Task brief | Reproduce the data below exactly, everything from the line containing "Tag every instance of the black" down to the line containing "pixel 379 119", with both of those lines included.

Entries |
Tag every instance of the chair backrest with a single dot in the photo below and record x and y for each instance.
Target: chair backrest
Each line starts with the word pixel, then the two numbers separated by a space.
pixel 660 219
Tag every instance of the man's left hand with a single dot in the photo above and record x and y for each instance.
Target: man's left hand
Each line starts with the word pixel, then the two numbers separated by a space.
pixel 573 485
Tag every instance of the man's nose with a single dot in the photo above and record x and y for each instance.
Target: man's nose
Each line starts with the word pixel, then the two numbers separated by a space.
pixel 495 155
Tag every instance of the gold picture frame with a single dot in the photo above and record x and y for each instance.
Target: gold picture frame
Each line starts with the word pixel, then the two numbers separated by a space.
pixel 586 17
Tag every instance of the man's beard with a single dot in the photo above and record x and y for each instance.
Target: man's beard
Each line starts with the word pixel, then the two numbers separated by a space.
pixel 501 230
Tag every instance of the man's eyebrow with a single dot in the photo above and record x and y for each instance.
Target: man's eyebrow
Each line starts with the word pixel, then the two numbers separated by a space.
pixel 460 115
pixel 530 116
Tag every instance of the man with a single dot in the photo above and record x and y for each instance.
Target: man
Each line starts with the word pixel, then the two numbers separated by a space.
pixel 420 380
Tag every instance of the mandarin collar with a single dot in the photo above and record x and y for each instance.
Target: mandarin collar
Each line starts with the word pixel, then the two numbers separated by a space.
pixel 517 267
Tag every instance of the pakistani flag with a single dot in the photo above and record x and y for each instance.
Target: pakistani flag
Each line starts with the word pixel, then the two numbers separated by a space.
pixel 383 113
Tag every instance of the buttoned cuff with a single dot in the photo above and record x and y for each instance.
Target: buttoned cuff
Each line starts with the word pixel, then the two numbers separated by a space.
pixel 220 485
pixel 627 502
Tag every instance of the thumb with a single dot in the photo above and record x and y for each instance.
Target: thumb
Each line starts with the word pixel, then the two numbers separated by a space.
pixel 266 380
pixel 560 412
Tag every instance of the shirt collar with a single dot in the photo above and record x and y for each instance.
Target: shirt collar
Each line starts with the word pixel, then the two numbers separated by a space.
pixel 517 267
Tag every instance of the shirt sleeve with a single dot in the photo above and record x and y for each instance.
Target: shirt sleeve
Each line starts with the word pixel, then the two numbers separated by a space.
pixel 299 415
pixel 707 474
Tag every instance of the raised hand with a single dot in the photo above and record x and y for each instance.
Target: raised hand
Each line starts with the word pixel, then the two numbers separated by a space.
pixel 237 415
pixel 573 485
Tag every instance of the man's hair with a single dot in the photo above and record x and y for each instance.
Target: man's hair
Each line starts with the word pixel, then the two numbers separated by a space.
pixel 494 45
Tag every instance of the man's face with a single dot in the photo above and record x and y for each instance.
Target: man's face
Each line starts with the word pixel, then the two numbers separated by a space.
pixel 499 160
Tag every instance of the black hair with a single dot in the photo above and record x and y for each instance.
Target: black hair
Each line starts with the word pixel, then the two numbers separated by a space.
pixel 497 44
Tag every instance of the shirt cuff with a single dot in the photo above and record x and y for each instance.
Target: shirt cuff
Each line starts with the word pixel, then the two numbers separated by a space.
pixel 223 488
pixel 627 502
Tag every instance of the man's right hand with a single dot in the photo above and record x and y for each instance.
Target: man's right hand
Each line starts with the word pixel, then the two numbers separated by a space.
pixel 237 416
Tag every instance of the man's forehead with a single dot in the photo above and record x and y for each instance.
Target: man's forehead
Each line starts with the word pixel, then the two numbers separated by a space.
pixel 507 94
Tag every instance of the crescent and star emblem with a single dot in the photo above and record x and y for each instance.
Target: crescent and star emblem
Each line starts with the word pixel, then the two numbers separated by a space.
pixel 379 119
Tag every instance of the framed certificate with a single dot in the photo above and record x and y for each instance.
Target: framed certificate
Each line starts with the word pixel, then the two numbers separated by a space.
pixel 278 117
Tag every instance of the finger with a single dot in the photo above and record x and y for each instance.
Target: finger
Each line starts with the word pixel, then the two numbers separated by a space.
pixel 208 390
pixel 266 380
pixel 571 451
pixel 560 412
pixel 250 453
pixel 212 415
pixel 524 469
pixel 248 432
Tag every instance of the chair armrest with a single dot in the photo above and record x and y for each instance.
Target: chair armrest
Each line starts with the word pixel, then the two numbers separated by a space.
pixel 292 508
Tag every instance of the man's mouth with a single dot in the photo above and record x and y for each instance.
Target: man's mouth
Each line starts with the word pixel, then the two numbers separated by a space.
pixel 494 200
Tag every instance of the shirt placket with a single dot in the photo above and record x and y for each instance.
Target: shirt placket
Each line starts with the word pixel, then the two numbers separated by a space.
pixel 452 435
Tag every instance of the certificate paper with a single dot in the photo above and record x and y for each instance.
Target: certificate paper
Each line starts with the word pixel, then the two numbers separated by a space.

Expected answer |
Tag every instance of the black hair with a single dot in the photo above and record x and y for each instance.
Target: black hair
Each line starts with the word pixel, then the two numbers separated by a space.
pixel 497 44
Tag every instance of the shirt cuff with a single dot in the photo above and record x and y for each instance.
Target: shirt cuff
Each line starts with the word pixel, then the two numbers separated by a space.
pixel 223 488
pixel 627 502
Tag every instance of the man's right hand with a single dot in the photo above and record x and y for each instance.
Target: man's right hand
Each line starts with the word pixel, then the two numbers separated by a space.
pixel 237 416
Tag every instance of the man's forehead with a single dot in the photo above and record x and y for each instance.
Target: man's forehead
Each line starts with the word pixel, then the two numbers separated by a space.
pixel 507 94
Tag every instance of the crescent and star emblem with a single dot in the photo above and record x and y for each instance.
Target: crescent and star emblem
Each line starts with the word pixel, then the two numbers separated by a space.
pixel 379 119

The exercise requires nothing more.